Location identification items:
● ● ● ● ● ● ●
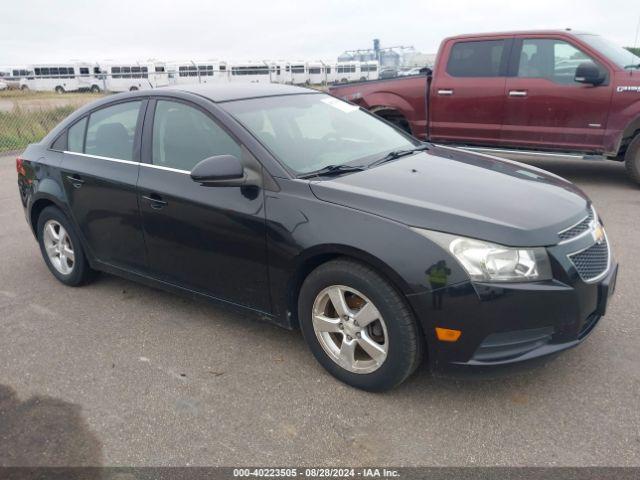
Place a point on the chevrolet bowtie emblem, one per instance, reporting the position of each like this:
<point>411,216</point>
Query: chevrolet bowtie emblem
<point>597,232</point>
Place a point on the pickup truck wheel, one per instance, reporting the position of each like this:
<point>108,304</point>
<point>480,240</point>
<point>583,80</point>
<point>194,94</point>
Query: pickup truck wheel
<point>632,160</point>
<point>358,326</point>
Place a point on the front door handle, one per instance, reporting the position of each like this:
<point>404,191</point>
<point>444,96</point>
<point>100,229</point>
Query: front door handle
<point>155,201</point>
<point>75,180</point>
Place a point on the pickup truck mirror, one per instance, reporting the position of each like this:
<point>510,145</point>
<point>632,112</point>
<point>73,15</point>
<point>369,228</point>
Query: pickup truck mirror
<point>220,170</point>
<point>590,73</point>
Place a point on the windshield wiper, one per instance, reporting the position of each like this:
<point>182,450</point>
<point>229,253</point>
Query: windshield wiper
<point>333,170</point>
<point>397,154</point>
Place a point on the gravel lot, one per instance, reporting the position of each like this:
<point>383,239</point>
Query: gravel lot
<point>116,373</point>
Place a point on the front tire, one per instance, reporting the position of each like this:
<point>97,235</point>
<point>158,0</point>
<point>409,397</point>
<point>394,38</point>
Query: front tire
<point>632,160</point>
<point>61,248</point>
<point>358,326</point>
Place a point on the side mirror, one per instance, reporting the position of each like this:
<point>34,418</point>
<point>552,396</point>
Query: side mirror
<point>221,171</point>
<point>590,73</point>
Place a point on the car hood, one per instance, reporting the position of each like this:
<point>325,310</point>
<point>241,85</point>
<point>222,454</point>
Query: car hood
<point>468,194</point>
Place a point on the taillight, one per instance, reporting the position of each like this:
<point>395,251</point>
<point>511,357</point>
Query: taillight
<point>20,167</point>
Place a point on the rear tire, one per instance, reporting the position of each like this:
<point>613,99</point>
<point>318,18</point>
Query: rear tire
<point>394,330</point>
<point>61,248</point>
<point>632,160</point>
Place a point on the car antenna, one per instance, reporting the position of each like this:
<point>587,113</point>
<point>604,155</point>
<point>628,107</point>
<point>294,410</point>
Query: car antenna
<point>635,42</point>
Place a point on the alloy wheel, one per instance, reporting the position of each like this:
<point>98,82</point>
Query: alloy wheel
<point>350,329</point>
<point>58,246</point>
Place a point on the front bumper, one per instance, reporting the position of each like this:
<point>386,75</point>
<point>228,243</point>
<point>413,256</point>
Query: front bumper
<point>503,324</point>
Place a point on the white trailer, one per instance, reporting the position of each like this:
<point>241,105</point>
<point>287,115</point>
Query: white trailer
<point>294,73</point>
<point>131,76</point>
<point>347,71</point>
<point>60,77</point>
<point>250,72</point>
<point>369,70</point>
<point>12,76</point>
<point>299,73</point>
<point>181,73</point>
<point>317,72</point>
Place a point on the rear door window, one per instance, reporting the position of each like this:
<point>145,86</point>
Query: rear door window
<point>184,135</point>
<point>555,60</point>
<point>476,59</point>
<point>112,130</point>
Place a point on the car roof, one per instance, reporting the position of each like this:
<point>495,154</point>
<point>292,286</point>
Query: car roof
<point>225,92</point>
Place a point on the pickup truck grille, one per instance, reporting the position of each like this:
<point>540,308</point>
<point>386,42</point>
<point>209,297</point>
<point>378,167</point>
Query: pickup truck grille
<point>577,229</point>
<point>592,262</point>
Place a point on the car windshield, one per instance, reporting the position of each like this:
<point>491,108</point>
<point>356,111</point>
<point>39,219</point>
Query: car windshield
<point>618,55</point>
<point>309,132</point>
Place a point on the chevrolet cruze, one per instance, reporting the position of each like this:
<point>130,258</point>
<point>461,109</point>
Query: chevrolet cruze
<point>315,214</point>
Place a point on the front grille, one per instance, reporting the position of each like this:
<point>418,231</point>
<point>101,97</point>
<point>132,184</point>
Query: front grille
<point>592,262</point>
<point>576,230</point>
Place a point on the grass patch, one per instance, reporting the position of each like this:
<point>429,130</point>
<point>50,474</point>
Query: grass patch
<point>19,127</point>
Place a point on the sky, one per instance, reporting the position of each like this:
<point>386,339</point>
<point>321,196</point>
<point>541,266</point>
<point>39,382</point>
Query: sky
<point>60,30</point>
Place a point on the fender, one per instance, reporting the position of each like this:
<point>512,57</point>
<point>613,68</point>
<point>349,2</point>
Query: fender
<point>346,250</point>
<point>47,191</point>
<point>389,100</point>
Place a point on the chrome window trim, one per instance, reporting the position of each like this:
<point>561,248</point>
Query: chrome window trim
<point>130,162</point>
<point>88,155</point>
<point>168,169</point>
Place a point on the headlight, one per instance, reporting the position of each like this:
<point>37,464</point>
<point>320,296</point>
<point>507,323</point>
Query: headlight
<point>490,262</point>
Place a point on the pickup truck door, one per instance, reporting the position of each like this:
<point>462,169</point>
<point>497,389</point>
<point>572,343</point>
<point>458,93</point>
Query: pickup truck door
<point>466,102</point>
<point>545,107</point>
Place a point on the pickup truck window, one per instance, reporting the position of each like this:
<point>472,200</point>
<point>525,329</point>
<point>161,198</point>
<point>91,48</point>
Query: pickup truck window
<point>618,55</point>
<point>555,60</point>
<point>476,59</point>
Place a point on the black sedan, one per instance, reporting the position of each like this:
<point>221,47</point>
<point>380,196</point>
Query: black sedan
<point>316,214</point>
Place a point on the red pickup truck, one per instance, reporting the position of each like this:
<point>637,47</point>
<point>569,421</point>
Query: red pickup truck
<point>560,92</point>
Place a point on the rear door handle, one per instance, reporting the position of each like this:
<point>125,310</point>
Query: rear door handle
<point>155,201</point>
<point>75,180</point>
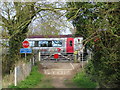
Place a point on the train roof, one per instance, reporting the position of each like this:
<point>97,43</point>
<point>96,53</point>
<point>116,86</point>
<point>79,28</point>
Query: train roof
<point>52,36</point>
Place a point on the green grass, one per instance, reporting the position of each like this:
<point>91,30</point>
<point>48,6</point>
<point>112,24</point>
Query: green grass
<point>31,81</point>
<point>82,81</point>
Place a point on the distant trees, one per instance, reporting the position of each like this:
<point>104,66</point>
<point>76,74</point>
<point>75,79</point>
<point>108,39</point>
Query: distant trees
<point>99,24</point>
<point>16,18</point>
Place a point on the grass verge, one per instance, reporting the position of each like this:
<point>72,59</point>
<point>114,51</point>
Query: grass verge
<point>31,81</point>
<point>82,81</point>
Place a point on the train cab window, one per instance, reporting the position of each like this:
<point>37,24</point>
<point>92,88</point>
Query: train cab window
<point>36,44</point>
<point>31,43</point>
<point>43,43</point>
<point>70,43</point>
<point>57,43</point>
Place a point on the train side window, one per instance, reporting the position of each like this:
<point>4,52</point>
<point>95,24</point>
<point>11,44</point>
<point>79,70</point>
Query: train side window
<point>70,43</point>
<point>36,44</point>
<point>49,43</point>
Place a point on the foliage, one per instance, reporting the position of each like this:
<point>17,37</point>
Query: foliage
<point>33,79</point>
<point>83,81</point>
<point>100,29</point>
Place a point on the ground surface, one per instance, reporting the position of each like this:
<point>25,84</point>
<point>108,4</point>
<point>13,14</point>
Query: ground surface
<point>58,75</point>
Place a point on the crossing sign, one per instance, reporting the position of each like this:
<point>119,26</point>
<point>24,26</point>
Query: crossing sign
<point>25,44</point>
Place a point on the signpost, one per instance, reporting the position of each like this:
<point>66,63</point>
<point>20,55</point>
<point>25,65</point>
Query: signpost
<point>56,56</point>
<point>25,44</point>
<point>25,50</point>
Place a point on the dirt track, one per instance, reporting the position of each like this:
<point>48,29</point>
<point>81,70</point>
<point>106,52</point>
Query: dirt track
<point>60,73</point>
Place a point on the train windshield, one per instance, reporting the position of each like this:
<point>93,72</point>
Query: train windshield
<point>50,43</point>
<point>46,43</point>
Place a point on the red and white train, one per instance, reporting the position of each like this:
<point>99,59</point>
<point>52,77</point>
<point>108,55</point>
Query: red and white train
<point>63,44</point>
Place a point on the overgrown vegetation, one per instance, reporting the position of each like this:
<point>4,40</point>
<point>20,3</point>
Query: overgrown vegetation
<point>98,23</point>
<point>83,81</point>
<point>31,81</point>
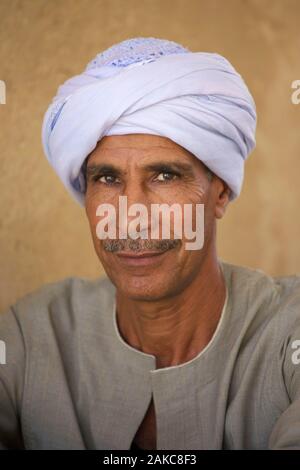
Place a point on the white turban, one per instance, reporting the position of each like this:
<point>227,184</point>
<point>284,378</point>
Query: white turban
<point>152,86</point>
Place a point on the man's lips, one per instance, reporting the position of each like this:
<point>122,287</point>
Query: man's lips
<point>142,258</point>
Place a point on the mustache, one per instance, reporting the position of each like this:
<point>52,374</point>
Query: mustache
<point>128,244</point>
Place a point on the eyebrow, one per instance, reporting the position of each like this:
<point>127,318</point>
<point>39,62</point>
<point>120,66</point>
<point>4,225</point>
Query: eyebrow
<point>161,166</point>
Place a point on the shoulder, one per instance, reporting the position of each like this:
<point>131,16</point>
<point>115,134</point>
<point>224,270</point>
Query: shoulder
<point>268,309</point>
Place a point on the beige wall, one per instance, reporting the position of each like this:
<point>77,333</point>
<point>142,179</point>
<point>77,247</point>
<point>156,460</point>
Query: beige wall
<point>44,234</point>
● ● ● ● ● ● ●
**Given task**.
Give the lines from the line with "Place a point on the foliage, one" to the line with "<point>46,43</point>", both included, as a numbered list without any blank lines.

**Response to the exercise**.
1. Place a point on the foliage, one per instance, reporting the position of each like this:
2. <point>17,37</point>
3. Query: foliage
4. <point>33,79</point>
5. <point>83,81</point>
6. <point>100,29</point>
7. Place a point on the ground surface, one per instance, reporting the position of each like this:
8. <point>25,84</point>
9. <point>108,4</point>
10. <point>13,14</point>
11. Query: ground surface
12. <point>58,75</point>
13. Place a point on the crossing sign, one per instance, reporting the position of each like this:
14. <point>119,26</point>
15. <point>24,26</point>
16. Query: crossing sign
17. <point>25,44</point>
18. Place a point on the signpost, one per instance, reporting the position of each like this:
19. <point>66,63</point>
20. <point>20,55</point>
21. <point>25,65</point>
22. Query: signpost
23. <point>56,56</point>
24. <point>25,44</point>
25. <point>25,50</point>
26. Place a point on the dirt track, one per instance, reporting the position of each like this:
27. <point>48,29</point>
28. <point>81,70</point>
29. <point>106,52</point>
30. Query: dirt track
31. <point>60,73</point>
32. Place a point on the train windshield, one per instance, reporting the position of each like this:
33. <point>93,72</point>
34. Query: train windshield
35. <point>50,43</point>
36. <point>46,43</point>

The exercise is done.